**Given problem 1**
Using the fur length thread, decide whether each statement is true: (a) Dave keeps Benny's coat shorter in the summer; (b) Inca turned out to be allergic to the stings; (c) Sally had short fur when she came from the Humane Society. For each, answer yes or no and quote the deciding words.
**Given problem 2**
In the fur length thread, turn the paragraph beginning "For us, we keep Benny's coat longer" into a short bulleted list that keeps its main facts.
**Given problem 3**
According to the fur length thread, why couldn't the group see the wasps on Inca? Answer in one to three sentences.

**Document section**
____________________
# Fur Length



## Dave (May 25, 2009)

How long do you like to keep your cockapoo's fur? Do you like it long and fluffy, or short and trim?

For us, we keep Benny's coat longer during the winter, but we keep it shorter during summer. When his coat is long, he looks like a living stuffed animal. When he lays still, you could mistake him for a stuffed animal. When he has short hair though, he looks much more manly.


----------



## kendal (Jul 16, 2009)

i loved my girls long but its just not practical for us, the girls get caught up to easily in the shrubbery, and Inca gets hot to quick on long walks. 

also when Inca was younger, she was not long past a year. we kept her coat long and i was keeping on top of it.
but on one of the walks, she came out of the bushes screaming but we couldn't work out what was wrong with her until one of the women we were walking with saw the wasps, it turned out she had run through a wasps nest and because she had the long coat we couldn't see them as they had burrowed right under the fur.
she just collapsed infrount of us, and one of the guys scooped her up and ran off the path and slid down the hill to dunk her in the water to drown the wasps. she went into complete shock and our trainer John carried her all the way back to the car, so we could take her to the vets. as she is a solid dog so is heavy and she was just a dead weight and the watter made her heavier
luckily she wasn't allergic but the emergency vet gave her lots of inactions for pain, inflammation etc.
anyway i couldn't brush her properly for a week or so because she had bee stung all over he body and days later we were still picking bits of wasp out of her coat. 

that is one of the reason why i don't think i would go back to having the girls long. at least now i could brush most of them off, where as then we couldn't even see them, so glad we were not on our own when it happened as i wouldn't have had a clue what to do..


----------



## Dave (May 25, 2009)

Wow that's quite a story.  I'm glad Inca was alright afterward. That could have been a very tragic incident.


----------



## paasen2002 (Nov 19, 2009)

When we got our Sally from the Humane Society she had long fur and was so matted it was terrible. They had to shave her really short. Now it has grown in and I like to keep it short she looks like a little lamb and easier to take care of.
____________________
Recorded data

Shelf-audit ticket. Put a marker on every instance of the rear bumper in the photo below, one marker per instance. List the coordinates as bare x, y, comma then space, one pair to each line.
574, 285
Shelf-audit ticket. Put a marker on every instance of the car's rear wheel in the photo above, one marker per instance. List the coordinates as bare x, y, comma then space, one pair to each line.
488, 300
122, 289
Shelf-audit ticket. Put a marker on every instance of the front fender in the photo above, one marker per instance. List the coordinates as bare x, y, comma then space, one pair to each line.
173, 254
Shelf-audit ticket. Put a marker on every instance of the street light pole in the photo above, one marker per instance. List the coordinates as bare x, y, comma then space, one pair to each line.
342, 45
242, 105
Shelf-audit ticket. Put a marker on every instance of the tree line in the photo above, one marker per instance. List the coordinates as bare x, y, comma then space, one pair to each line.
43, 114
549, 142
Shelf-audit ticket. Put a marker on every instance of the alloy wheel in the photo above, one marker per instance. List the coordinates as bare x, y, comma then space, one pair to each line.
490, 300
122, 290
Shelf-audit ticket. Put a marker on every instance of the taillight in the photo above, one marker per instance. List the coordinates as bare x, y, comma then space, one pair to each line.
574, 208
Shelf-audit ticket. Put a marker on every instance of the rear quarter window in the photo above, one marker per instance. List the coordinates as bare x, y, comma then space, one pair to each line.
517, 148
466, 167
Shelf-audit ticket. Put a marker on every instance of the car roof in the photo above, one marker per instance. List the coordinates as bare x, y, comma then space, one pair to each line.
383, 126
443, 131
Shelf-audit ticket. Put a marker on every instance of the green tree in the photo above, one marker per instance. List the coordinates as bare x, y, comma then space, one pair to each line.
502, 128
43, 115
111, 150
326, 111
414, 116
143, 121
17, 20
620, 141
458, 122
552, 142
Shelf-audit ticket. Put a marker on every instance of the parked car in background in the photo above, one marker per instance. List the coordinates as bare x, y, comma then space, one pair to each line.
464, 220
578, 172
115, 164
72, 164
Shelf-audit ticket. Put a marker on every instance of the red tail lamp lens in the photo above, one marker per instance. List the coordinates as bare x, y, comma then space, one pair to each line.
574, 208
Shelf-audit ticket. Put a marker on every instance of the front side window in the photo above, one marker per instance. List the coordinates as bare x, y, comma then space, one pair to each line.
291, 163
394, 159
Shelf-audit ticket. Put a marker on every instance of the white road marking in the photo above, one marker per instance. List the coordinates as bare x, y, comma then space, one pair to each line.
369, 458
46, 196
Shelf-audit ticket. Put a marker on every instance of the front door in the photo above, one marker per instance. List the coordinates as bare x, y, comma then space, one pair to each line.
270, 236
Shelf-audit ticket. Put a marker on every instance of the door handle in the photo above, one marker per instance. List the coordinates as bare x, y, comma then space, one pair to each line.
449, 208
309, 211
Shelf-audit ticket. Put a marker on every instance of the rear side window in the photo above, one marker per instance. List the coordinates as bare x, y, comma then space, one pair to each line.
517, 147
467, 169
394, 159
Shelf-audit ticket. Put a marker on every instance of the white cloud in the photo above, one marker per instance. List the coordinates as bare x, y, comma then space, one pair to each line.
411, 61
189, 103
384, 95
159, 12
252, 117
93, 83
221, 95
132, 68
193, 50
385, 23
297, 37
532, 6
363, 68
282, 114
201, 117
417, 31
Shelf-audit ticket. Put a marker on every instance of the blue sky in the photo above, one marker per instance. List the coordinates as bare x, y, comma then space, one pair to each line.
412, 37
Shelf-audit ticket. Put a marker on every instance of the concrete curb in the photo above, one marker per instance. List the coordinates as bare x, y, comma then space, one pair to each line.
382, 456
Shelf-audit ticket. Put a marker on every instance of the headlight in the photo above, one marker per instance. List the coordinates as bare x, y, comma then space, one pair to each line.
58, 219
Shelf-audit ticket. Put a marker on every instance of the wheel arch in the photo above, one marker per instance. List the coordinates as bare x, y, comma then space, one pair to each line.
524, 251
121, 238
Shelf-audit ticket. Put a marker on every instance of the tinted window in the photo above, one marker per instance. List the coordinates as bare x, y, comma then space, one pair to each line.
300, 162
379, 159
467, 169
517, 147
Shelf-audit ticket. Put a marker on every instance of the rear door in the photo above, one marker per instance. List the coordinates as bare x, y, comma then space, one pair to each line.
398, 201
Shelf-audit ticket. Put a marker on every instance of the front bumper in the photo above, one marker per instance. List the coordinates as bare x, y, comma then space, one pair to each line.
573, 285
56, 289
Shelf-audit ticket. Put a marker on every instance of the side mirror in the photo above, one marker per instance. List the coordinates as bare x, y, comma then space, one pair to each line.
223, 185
____________________
**Right answer 1**
(a) Yes: "we keep it shorter during summer"
(b) No: "luckily she wasn't allergic"
(c) No: "she had long fur and was so matted it was terrible"

**Right answer 2**
- Benny's coat is kept longer in winter and shorter in summer.
- With a long coat he looks like a living stuffed animal and could be mistaken for one when he lies still.
- With short hair he looks much more manly.

**Right answer 3**
Inca's coat was long at the time, and the wasps had burrowed right under the fur. That hid them from view.